#### TASK INSTRUCTIONS
In the text below on Egypt's 1938 parliamentary elections, how many seats did the Wafd keep in the Egyptian senate?

#### PAGE EXTRACT
^^^^^^^^^^^^^^^^

Parliamentary elections were held in Egypt on 6 April 1938. (Note: According to another historian, prime minister Mahmud dissolved the Chamber of Deputies on 22 February and held elections in Upper and Middle Egypt on 31 March and in Lower Egypt on 2 April.) The result was a victory for the ruling coalition government, dubbed the Qawmiyyun, which won 105 of the 264 seats. This was the only election that the Wafd Party lost without boycotting, due to election rigging by the government.

==Background==
Egyptian politics at this time was divided between the liberal Wafd Party and the conservative palace. The term 'the palace' refers both to the king and his advisors and the minor parties that were traditional enemies of the Wafd. After the Wafd Party won the 1936 elections its leader Mostafa el-Nahas was appointed prime minister. However, issues quickly arose between the Wafd and the conservative palace. The Wafd opposed holding the coronation ceremony for King Farouk in a religious manner due to their secularist tendency. A constitutional crisis emerged over an empty seat in the Senate because the palace did not believe that the government had the right to appoint senators. The Wafd refused to disband its paramilitary youth wing, the Blue Shirts. Nahas' government was dismissed on 30 December 1937 after refusing to appoint Aly Maher as Chief of the Royal Cabinet. A split in the Wafd occurred when a faction led by Ahmad Maher and Mahmoud El Nokrashy left to form the Saadist Institutional Party. A new coalition government was led Prime Minister Mohamed Mahmoud of the Liberal Constitutionalist Party which dissolved parliament on 2 February 1938.

The anti-Wafdist parties joined forces as the Qawmiyyun (Nationalist) coalition to deny the Wafd victory. The government gerrymandered districts, intimidated Wafdist voters and threatened village leaders to rig the elections. The government also arrested several former Blue Shirt leaders in March, claiming to find a Wafdist plot to disrupt the elections.

==Results==
Different sources give different results for the elections. Marius Deeb (1979) puts the results as 77 seats for the Liberal Constitutionalists, 84 for the Saadists, 12 for the Wafd, 11 for the People's Party, five for the Ittihad Party, three for the National Party and 72 independents. David Moore (1965) puts the victory at 143 seats for the coalition, 104 for the Saadists, 80 for independents and 14 for Wafdists. The Wafd held on to a plurality of seats in the Egyptian senate, 68 out of 140.

| Party |  | Votes | % | Seats |
|  | Qawmiyyun | 755,951 | 42.61 | 105 |
|  | Saadist Institutional Party | 451,146 | 25.43 | 87 |
|  | Wafd Party | 111,106 | 6.26 | 14 |
|  | Independents | 455,835 | 25.69 | 58 |
| Total |  | 1,774,038 | 100.00 | 264 |
| Total votes |  | 1,779,893 | – |  |
| Registered voters/turnout |  | 3,003,326 | 59.26 |  |
Source: Khatib

== Aftermath ==
Mohammed Mahmud remained prime minister until August 1939, when he was replaced by Ali Maher. Parliament sat on 8 May 1938 and was dissolved on 7 February 1942.

^^^^^^^^^^^^^^^^

#### Natural-language object grounding data
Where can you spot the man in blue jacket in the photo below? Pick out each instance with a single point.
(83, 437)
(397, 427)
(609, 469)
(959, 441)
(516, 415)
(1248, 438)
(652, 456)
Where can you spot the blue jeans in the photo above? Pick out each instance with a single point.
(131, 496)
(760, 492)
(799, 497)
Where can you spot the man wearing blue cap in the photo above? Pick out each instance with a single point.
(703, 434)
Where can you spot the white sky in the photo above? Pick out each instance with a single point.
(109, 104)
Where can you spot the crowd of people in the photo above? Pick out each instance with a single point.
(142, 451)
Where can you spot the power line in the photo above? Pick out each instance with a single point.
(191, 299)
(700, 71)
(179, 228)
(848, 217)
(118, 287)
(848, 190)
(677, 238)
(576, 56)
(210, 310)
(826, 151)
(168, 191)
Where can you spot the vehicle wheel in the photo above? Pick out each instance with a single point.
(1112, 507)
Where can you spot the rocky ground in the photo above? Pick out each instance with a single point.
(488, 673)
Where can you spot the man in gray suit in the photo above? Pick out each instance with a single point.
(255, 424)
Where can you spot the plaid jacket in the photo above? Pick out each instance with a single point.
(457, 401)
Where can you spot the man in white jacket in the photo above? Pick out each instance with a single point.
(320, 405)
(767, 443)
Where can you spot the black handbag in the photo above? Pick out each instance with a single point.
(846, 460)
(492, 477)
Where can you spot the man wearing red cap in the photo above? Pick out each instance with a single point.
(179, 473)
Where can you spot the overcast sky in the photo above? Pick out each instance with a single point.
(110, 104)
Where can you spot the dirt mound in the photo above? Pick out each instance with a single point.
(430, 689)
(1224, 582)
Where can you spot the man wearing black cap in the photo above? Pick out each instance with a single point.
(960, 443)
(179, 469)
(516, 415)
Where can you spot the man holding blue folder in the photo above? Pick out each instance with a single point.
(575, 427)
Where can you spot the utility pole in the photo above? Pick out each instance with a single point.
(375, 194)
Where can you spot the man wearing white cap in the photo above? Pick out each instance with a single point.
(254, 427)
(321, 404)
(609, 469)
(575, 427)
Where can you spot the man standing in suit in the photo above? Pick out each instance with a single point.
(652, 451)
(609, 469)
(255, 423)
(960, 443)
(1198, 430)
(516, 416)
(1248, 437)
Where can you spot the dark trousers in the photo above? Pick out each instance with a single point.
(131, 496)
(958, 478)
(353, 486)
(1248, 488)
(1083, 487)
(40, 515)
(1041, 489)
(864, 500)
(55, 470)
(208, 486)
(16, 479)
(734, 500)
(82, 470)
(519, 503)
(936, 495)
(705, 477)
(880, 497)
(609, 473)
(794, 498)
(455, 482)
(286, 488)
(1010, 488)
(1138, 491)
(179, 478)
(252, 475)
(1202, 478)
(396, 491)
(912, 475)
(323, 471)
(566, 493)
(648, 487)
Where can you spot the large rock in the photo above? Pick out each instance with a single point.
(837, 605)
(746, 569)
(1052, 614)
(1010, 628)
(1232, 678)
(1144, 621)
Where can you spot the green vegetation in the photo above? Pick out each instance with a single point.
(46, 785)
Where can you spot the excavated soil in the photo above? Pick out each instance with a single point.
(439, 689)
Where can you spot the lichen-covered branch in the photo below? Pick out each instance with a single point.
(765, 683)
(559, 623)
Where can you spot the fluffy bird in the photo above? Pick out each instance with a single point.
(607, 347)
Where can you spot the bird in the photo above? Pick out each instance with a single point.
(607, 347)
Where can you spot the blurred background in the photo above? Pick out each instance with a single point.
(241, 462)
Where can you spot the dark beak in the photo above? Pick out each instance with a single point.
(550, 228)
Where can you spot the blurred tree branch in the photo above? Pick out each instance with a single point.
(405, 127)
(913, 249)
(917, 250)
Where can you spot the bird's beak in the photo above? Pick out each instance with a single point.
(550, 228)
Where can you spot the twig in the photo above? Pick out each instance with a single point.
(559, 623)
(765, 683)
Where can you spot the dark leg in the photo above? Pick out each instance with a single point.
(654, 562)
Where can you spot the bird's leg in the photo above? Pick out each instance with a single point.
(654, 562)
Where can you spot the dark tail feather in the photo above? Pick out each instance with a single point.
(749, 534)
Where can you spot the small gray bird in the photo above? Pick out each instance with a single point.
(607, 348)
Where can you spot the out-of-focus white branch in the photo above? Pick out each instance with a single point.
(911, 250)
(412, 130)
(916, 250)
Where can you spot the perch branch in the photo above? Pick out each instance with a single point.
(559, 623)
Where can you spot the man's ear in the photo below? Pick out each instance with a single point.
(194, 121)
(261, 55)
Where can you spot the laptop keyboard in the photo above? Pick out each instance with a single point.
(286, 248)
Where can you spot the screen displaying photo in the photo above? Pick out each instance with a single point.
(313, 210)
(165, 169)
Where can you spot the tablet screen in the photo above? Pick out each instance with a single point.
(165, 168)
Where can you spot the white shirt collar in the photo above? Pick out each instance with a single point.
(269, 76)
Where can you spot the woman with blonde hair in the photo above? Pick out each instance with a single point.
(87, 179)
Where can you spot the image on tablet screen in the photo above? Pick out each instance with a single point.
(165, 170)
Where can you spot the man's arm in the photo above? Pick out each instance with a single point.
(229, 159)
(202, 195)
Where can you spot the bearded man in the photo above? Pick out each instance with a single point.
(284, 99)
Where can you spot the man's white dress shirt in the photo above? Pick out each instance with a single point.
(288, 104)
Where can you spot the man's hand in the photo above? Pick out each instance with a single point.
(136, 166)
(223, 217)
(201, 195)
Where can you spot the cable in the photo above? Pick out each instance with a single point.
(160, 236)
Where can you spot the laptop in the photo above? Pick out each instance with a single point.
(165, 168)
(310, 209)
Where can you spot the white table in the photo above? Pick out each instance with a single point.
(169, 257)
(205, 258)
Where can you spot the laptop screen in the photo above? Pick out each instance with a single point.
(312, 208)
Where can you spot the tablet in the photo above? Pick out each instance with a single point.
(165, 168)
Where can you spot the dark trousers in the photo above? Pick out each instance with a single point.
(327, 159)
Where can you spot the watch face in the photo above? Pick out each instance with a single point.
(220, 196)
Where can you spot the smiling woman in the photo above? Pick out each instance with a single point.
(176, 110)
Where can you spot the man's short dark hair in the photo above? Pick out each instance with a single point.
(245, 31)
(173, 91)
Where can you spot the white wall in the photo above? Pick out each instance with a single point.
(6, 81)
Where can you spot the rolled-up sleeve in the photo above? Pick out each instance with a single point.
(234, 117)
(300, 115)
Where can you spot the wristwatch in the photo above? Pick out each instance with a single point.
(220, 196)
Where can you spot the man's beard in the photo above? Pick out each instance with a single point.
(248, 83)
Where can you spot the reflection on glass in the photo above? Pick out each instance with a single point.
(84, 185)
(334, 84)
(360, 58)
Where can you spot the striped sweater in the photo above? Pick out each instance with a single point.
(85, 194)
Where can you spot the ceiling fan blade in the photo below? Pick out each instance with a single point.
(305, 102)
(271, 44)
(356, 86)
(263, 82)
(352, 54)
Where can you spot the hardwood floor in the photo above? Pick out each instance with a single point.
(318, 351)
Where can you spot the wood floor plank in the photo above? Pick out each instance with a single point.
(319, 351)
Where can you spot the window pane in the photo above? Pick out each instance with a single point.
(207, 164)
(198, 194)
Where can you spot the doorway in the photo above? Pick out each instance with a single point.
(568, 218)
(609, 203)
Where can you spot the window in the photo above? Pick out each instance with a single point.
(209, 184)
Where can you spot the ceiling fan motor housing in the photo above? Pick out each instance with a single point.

^^^^^^^^^^^^^^^^

#### COMPLETED TASK
68 out of 140 seats.